* Passage for review:
Second, we generate several exploratory geostatistical plots. The first is a quartile map. The next two show tmin against the X and Y coordinates and the last one is a histogram of the tmin values.

plot(clim_data_clean_nodup_geor)

Figure 7: Example of Exploratory Spatial Data Analysis

From the histogram, we see that the dataset is approximately Gaussian. Note that kriging provides the Best Linear Unbiased Predictor BLUP.

ggplot(clim_data_clean_nodup, aes(x = tmin)) +
  geom_histogram(
    aes(fill = cut(tmin, 15)),
    color = "grey40",
    binwidth = 1,
    show.legend = FALSE
  ) +
  scale_fill_manual(values = pal_paper) +
  labs(y = "n obs.", x = "Min. temp (°)") +
  theme_light() +
  labs(
    title = "Histogram - Minimum temperature",
    subtitle = format(as.Date(date_select), "%d %b %Y")
  ) +
  theme(
    plot.title = element_text(size = 12, face = "bold"),
    plot.subtitle = element_text(size = 8, face = "italic")
  )

Figure 8: Histogram of minimum temperatures in Spain (2021-01-08)

The semivariogram

The semivariogram function is the keystone of geostatistical prediction. Following Montero et al. (2015), we formulate this question: How do we express in a function the structure of the spatial dependence or correlation present in the realization observed? The answer to this question, known in the geostatistics literature as the structural analysis of the spatial dependence, or, simply, the structural analysis, is a key issue in the subsequent process of optimal prediction (kriging), as the success of the kriging methods depends on the functions yielding information about the spatial dependence detected.

The functions referred to above are covariance functions and semivariograms, but they must meet a series of requirements. As we only have the observed realization, in practice, the covariance functions and semivariograms derived from it may not satisfy these requirements. For this reason, one of the theoretical models (also called the valid models) that do comply must be fitted to it.

* Source data:
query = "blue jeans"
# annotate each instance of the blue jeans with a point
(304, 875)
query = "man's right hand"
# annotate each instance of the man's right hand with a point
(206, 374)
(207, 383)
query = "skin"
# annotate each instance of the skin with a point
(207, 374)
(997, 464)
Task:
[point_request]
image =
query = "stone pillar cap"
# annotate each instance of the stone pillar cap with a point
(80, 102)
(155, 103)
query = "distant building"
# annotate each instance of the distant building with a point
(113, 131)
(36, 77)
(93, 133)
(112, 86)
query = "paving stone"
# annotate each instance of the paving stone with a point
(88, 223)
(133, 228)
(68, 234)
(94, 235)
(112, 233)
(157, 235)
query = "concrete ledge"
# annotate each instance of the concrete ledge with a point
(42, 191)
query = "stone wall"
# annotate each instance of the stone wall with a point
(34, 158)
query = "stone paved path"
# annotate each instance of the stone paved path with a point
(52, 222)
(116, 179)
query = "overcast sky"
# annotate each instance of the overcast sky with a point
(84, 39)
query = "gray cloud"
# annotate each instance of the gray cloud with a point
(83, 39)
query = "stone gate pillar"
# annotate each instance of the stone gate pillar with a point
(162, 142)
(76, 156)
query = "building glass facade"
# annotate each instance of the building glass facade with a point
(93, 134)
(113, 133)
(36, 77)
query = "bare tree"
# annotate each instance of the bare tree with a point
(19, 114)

---

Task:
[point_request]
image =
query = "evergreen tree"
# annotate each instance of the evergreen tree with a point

* * *

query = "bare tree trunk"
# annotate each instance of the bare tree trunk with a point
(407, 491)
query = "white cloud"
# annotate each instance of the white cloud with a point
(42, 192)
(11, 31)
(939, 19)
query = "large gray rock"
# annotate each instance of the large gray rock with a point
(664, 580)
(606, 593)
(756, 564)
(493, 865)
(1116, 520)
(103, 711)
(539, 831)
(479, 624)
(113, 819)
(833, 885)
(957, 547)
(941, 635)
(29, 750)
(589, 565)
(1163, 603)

* Complete the following:
1. Do these statements agree with the geostatistics excerpt? Answer yes or no for each, and quote the deciding words verbatim. (a) The histogram indicates that the tmin data are approximately Gaussian. (b) The histogram code sets a bin width of 5. (c) Covariance functions derived from the observed realization are certain to meet the required conditions.
2. Which four exploratory plots does the geostatistics excerpt say are generated?
3. Carry on the geostatistics excerpt, beginning after its final sentence.
The listing comes from a separate source and has no connection to the geostatistics excerpt.

* Task responses:
1.
(a) Yes: "From the histogram, we see that the dataset is approximately Gaussian."
(b) No: "binwidth = 1,"
(c) No: "the covariance functions and semivariograms derived from it may not satisfy these requirements"

2.
- A quartile map
- tmin against the X coordinate
- tmin against the Y coordinate
- A histogram of the tmin values

3.
There are several R packages for geostatistical analysis, including two widely used options: geoR (Ribeiro Jr and Diggle 2001) and gstat (Pebesma 2004; Gräler et al. 2016).

The semivariogram is, generally, a non-decreasing monotone function, so that the variability of the first increments of the random functions increases with distance.

We are going to generate the (omnidirectional) empirical semivariogram of our data, which, in a second step, has to be fitted to a theoretical one.

vario_geor <- variog(
  clim_data_clean_nodup_geor,
  coords = clim_data_clean_nodup_geor$coords,
  data = clim_data_clean_nodup_geor$data,
  uvec = seq(0, 1000000, l = 25)
)
#> variog: computing omnidirectional variogram

plot(vario_geor, pch = 20)

eyefit() is an interactive function that fits the parameters of the semivariogram by eye. It is an intuitive function to play with the types and parameters of the semivariogram. It can help you fit the empirical semivariogram to a theoretical one. Of course, there are other statistical methods to fit the semivariogram: Ordinary Least Squares (OLS), Weighted Least Squares (WLS), Maximum Likelihood (ML), Restricted Maximum Likelihood (REML).

Run it locally.

eyefit(vario_geor)

With geoR::eyefit(), we observed that there are different types of semivariograms and each type contains several parameters that have to be fitted.

The main types of semivariograms are:

Spherical.
Exponential.
Gaussian.
Hole effect.
K-Bessel.
J-Bessel.
Stable.
Matérn.
Circular.
Nugget.

A graphical summary of the most common spatial semivariogram models can be found here:

show.vgms()

Figure 10: Summary of common spatial semivariograms

Regarding the parameters, the main ones are:

Sill: Defined as the a priori variance of the random function.
Range: The distance at which the sill is reached, which defines the threshold of spatial dependence.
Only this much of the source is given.